**Activity**
Return the listing below exactly, with the pictures dropped.
▼
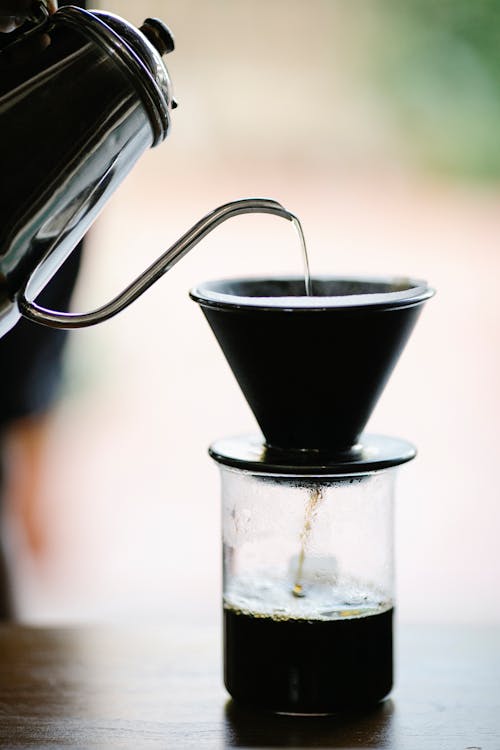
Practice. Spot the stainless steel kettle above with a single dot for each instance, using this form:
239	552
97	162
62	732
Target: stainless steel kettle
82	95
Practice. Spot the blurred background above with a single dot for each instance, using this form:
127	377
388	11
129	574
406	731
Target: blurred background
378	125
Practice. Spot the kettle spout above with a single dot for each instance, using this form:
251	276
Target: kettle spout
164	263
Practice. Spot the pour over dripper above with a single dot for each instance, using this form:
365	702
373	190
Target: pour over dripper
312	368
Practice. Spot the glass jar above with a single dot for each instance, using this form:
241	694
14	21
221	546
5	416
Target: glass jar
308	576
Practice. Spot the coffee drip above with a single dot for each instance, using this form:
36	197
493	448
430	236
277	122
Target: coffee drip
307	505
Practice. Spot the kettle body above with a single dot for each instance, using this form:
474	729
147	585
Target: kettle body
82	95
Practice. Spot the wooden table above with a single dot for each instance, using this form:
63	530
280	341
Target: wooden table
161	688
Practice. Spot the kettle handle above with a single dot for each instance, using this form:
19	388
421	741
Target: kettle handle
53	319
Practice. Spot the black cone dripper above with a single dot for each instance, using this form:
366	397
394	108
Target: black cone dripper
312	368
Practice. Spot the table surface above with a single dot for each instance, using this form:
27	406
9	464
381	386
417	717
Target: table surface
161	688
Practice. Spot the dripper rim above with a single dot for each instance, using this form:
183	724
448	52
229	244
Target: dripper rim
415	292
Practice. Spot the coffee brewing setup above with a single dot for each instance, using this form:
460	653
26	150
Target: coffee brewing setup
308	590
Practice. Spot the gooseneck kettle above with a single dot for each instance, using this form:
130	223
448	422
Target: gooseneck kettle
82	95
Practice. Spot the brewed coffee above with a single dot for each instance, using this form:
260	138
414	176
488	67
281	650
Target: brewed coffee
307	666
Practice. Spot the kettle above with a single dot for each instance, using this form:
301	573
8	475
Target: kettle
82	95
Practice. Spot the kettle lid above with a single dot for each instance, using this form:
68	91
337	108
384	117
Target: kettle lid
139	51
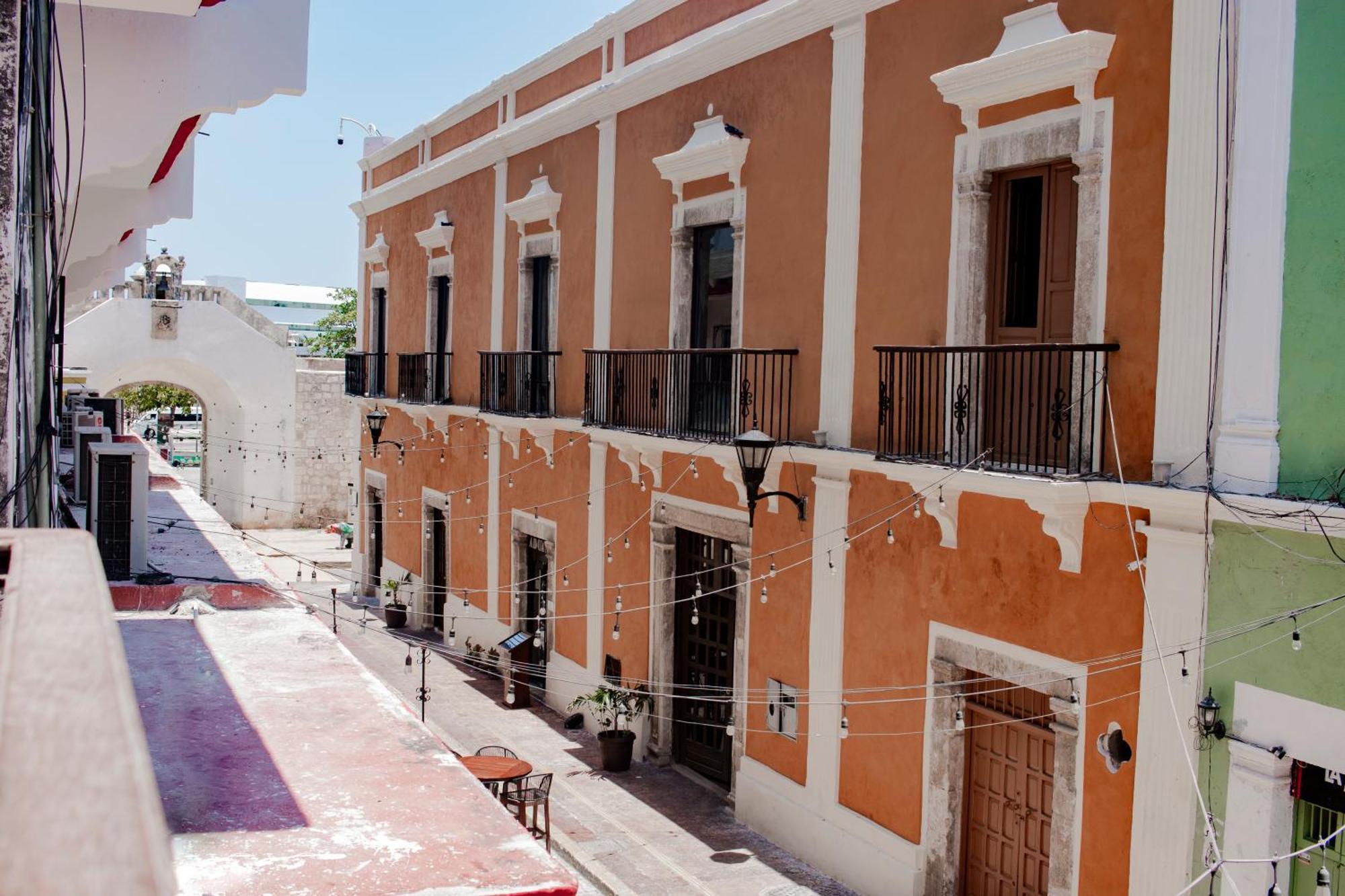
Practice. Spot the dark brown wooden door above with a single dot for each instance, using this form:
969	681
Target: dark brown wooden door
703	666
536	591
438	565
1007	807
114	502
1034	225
▲
**Solution to this task**
Practice. Spot the stainless steel kettle above with a single dot for each instance, using this form:
239	552
97	162
62	732
Target: stainless steel kettle
82	95
Practice. Spot the blurred background above with a single dot for each instance, using this form:
127	377
388	11
129	574
406	731
Target: blurred background
378	125
Practice. Spot the kettle spout above with a single dot for each instance, using this form:
251	276
Target: kettle spout
164	263
Practice. Spot the pour over dripper above with a single dot for each instance, using this form:
365	702
373	190
Target: pour over dripper
312	368
Practice. Spot the glass jar above with a single dot for each instance, using this form:
241	694
14	21
221	546
5	416
Target: glass jar
308	576
Practice. Spot the coffee drip above with a single dot for each instance, using this form:
36	197
493	448
430	236
277	122
Target: coffee drip
307	505
Practice. Spot the kettle body above with a single dot for each instance, using this form:
474	729
147	585
Target: kettle body
82	95
Practice. Spot the wooden table above with a single dot for each instance, using this form:
63	530
280	341
Target: wooden table
161	688
Practice. Spot the kettle handle above with a single dot for each instance, using this form:
19	388
421	741
Target: kettle handle
53	319
Practice. Spot the black cone dripper above with a single dot for each instance, using this form:
366	397
394	108
Target: black cone dripper
312	368
Practice. Spot the table surface above with a single dot for each instance, using this form:
27	406
9	464
381	386
417	717
Target: table surface
161	688
Practice. Spot the dripper rim above with a single dot for each instance, using this form:
183	724
448	52
229	244
Target: dripper rim
415	292
Practice. Spot the coffee brewing setup above with a single dot for each instance, using this form:
460	653
26	150
Target: coffee brewing setup
308	590
Practice. Spot the gooseneck kettle above with a single dot for each instance, using this form:
130	223
448	422
Target: gooseneck kettle
82	95
Practice. Spot the brewed coffee above with a single dot for each instance, using this form:
260	138
414	176
488	67
281	650
Target: brewed coffee
307	666
Practice. Spot the kettle above with a single dot for each instance, using this form:
301	573
8	475
Target: kettle
82	95
Practice. Spot the kettle lid above with a single dot for each instance, using this form:
68	91
337	108
384	117
Target: kettle lid
139	51
Practice. Spot the dark brown wooden door above with a single dot for each instance, using this form:
969	681
Target: dark brown wooden door
703	666
536	591
438	565
1007	807
114	502
1034	225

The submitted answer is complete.